REQUIREMENT: Repeat exactly the lines of the listing from the line containing "the blue jeans" through its last line, and nothing beyond them.

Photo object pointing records
★ ★ ★
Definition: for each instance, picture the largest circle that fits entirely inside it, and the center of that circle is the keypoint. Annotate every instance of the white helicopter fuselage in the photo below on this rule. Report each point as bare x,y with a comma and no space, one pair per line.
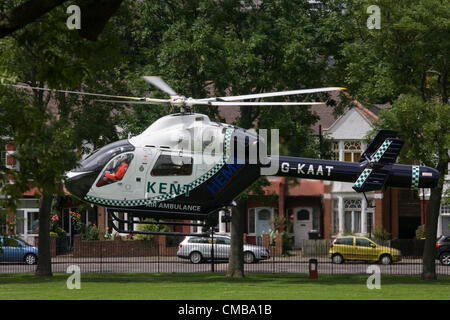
170,168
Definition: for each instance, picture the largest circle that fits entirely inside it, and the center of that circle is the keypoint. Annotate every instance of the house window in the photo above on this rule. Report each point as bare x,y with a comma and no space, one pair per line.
352,216
264,214
352,150
251,221
303,215
335,217
335,150
445,209
27,221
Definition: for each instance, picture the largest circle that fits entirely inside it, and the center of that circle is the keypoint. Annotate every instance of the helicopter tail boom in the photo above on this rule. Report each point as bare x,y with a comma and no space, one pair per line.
375,169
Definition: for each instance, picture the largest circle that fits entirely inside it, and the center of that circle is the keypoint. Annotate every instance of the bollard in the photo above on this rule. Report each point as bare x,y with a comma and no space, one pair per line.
313,273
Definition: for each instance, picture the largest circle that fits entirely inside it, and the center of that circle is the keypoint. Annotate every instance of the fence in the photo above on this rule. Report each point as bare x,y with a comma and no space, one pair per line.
160,256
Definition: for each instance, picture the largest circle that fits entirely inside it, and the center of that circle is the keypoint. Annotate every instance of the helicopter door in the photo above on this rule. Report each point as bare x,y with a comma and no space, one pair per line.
170,174
116,180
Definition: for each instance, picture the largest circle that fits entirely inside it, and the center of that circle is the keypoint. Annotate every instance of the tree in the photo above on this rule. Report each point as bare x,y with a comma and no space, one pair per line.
51,126
426,128
206,47
404,64
95,15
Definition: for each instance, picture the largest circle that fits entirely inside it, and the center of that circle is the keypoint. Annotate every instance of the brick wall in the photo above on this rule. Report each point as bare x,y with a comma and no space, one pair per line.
122,248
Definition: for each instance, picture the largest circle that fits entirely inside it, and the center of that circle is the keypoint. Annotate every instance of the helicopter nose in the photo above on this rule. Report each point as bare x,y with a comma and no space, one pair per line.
79,183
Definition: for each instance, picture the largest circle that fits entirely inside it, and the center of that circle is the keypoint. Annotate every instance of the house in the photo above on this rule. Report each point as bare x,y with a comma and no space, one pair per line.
327,208
334,208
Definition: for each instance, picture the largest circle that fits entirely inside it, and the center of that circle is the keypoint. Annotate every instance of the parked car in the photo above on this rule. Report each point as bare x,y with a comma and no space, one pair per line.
443,250
362,249
198,249
16,250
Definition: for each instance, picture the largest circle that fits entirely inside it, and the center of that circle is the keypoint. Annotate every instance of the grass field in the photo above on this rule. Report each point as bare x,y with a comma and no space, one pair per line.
217,287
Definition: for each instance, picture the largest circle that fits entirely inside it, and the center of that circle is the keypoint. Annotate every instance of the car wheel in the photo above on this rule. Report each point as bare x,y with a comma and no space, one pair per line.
386,259
195,257
30,259
445,258
337,259
249,257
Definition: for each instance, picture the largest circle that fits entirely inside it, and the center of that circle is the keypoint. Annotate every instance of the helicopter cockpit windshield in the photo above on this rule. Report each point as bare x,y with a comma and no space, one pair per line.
98,159
115,170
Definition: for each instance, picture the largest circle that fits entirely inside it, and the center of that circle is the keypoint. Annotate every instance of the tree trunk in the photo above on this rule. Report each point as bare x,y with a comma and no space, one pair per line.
44,263
236,262
429,252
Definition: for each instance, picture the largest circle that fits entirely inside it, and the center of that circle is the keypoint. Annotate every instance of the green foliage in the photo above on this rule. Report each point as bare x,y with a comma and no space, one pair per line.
90,232
151,228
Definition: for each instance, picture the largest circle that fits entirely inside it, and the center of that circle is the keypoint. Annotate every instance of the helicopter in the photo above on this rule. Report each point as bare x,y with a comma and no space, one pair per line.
185,166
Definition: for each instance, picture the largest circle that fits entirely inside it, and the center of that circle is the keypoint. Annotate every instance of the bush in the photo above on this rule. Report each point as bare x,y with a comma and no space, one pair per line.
420,232
89,232
152,228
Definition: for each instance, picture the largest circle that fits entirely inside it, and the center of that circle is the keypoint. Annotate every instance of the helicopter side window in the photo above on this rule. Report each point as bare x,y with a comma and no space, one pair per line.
171,165
115,170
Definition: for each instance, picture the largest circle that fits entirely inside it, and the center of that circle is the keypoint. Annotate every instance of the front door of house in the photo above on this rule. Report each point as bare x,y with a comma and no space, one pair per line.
302,224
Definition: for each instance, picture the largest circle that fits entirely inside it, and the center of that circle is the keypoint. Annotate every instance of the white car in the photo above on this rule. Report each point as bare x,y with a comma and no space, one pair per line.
198,249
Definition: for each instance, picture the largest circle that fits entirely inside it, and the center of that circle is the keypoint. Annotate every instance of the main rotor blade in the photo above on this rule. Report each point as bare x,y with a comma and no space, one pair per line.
146,101
276,94
160,84
74,92
240,103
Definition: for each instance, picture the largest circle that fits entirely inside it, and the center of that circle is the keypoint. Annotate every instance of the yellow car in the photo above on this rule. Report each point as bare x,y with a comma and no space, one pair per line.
361,249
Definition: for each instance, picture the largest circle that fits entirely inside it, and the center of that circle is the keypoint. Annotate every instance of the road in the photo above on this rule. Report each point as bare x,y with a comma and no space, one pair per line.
177,265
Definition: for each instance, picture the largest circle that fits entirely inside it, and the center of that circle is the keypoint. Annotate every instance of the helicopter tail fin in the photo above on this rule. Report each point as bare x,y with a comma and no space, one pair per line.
383,150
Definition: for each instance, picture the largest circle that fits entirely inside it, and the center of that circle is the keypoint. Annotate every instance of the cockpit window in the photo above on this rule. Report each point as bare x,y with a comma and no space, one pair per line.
98,159
172,165
115,170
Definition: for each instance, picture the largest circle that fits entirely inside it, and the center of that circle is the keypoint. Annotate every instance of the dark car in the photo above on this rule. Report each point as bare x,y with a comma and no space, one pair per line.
16,250
443,250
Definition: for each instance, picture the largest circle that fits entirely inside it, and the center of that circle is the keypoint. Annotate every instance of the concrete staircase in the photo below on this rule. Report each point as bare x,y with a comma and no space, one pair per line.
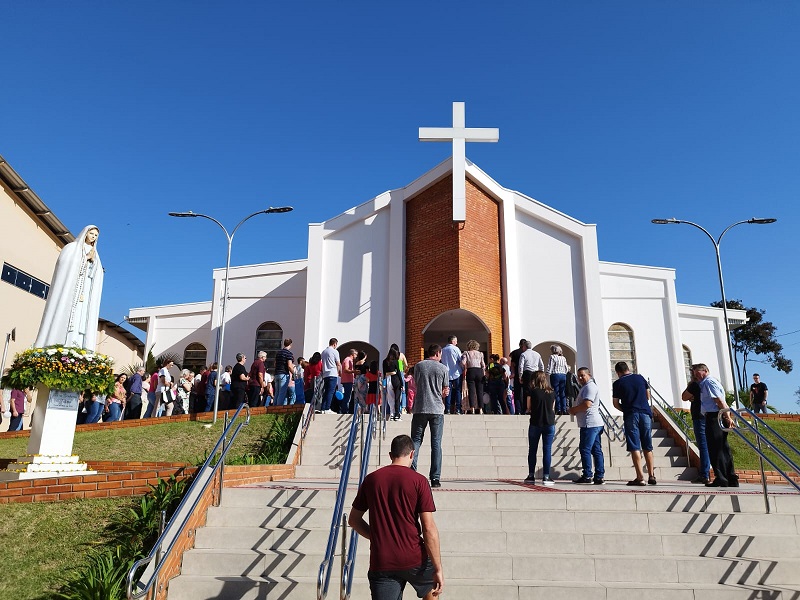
503,539
490,447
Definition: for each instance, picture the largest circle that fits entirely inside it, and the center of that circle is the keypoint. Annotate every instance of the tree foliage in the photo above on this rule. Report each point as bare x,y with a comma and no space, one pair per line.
756,338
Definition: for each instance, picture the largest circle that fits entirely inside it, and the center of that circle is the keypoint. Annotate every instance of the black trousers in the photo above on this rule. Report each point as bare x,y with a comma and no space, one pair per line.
719,452
133,409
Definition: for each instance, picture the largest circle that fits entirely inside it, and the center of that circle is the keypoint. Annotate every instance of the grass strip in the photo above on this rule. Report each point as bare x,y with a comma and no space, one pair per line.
186,441
45,544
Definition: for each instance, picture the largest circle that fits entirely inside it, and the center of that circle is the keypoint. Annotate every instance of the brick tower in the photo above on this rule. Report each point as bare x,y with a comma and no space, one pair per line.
452,265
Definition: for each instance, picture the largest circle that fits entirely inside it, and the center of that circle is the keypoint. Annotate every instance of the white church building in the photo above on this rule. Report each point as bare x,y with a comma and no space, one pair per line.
453,252
399,269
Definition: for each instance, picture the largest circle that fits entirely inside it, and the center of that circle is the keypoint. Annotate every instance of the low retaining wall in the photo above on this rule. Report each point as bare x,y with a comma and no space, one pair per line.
745,475
113,480
261,410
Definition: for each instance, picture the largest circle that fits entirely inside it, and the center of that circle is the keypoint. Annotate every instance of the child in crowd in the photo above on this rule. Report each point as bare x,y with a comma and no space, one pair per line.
373,376
411,389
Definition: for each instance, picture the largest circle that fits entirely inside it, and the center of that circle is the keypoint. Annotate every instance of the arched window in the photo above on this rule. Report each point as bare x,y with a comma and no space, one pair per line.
687,363
194,357
269,338
621,347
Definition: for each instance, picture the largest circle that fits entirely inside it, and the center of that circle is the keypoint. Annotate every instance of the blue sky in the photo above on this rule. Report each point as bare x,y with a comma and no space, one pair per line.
613,112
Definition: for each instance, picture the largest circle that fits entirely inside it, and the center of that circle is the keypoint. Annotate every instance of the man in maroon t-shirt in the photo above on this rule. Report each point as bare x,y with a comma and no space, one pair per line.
404,540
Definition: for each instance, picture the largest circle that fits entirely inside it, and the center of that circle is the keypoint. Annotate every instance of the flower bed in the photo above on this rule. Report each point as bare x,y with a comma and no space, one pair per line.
61,368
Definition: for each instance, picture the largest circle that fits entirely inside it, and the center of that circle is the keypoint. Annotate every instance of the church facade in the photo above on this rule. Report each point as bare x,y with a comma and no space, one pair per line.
399,269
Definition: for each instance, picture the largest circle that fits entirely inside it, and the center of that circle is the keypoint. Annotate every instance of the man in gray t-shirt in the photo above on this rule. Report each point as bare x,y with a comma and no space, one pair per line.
433,380
587,413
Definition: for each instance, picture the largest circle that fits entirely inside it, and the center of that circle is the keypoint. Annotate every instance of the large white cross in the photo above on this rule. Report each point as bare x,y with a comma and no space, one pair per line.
459,134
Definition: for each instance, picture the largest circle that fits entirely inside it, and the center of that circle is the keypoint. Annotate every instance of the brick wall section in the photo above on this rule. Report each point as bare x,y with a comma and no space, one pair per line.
432,262
271,410
479,276
450,265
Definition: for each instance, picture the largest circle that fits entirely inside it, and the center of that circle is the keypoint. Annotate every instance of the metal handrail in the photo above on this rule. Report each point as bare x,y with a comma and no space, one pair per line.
173,530
349,563
756,447
325,567
305,422
676,417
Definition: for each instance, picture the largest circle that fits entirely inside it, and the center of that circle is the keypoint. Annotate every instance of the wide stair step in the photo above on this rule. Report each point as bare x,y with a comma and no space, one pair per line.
501,539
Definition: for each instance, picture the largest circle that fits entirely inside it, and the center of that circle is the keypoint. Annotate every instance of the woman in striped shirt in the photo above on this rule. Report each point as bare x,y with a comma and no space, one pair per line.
557,369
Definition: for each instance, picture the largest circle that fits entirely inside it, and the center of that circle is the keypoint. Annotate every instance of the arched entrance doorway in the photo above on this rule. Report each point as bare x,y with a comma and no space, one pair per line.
461,323
370,350
543,348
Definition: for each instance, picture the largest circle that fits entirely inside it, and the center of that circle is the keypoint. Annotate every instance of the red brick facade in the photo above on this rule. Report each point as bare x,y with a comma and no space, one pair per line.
452,265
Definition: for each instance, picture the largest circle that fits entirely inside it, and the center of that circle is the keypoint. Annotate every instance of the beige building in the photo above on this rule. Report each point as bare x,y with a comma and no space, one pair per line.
32,239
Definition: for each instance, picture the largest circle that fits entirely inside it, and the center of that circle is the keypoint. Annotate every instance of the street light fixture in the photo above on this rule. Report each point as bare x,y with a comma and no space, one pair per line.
221,337
716,242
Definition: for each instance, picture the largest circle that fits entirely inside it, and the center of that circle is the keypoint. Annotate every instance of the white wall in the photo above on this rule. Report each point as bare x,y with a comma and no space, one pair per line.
639,298
349,286
172,327
550,282
702,330
256,294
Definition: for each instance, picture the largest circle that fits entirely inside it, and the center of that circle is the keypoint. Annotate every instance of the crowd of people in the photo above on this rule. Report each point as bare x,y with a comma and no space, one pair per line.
459,383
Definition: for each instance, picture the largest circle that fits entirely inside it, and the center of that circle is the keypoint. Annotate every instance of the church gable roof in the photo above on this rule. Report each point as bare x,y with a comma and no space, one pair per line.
477,175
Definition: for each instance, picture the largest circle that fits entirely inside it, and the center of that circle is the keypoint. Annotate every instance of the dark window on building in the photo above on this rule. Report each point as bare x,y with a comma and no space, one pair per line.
194,357
269,338
621,347
24,281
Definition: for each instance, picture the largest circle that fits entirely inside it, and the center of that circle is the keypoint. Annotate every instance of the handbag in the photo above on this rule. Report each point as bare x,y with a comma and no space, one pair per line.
167,397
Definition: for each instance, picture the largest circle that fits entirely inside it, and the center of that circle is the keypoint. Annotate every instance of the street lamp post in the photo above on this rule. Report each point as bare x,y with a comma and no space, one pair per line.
221,338
716,243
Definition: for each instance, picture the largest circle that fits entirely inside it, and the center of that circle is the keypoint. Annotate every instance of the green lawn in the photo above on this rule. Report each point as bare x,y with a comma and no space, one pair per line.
186,441
45,544
745,457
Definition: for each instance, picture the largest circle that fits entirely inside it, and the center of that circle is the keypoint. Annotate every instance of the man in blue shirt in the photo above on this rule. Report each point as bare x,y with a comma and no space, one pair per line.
712,400
451,358
133,407
631,395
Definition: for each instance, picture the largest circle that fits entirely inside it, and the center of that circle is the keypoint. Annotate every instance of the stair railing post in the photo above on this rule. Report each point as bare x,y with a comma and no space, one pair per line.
344,544
761,465
162,523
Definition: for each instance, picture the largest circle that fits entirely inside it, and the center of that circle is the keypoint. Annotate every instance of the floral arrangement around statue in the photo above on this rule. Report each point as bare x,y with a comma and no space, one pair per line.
61,368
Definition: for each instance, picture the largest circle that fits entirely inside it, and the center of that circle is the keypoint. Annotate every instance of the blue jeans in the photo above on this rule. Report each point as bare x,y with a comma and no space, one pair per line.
558,381
418,424
638,432
330,390
452,403
497,391
95,412
151,402
281,387
699,426
299,392
546,434
590,446
346,407
115,410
★ ★ ★
TASK ANSWER:
Definition: for each instance, picture the largest circle that fits entirely inside it, and the center of that circle is the keypoint. Annotate every instance of the blue jeans in the photo above on this rule. Report each point as bare x,y with a comma and no space, one pair per line.
558,381
418,424
638,432
330,390
452,403
497,391
95,412
151,402
281,387
699,426
299,392
546,434
590,446
346,407
115,410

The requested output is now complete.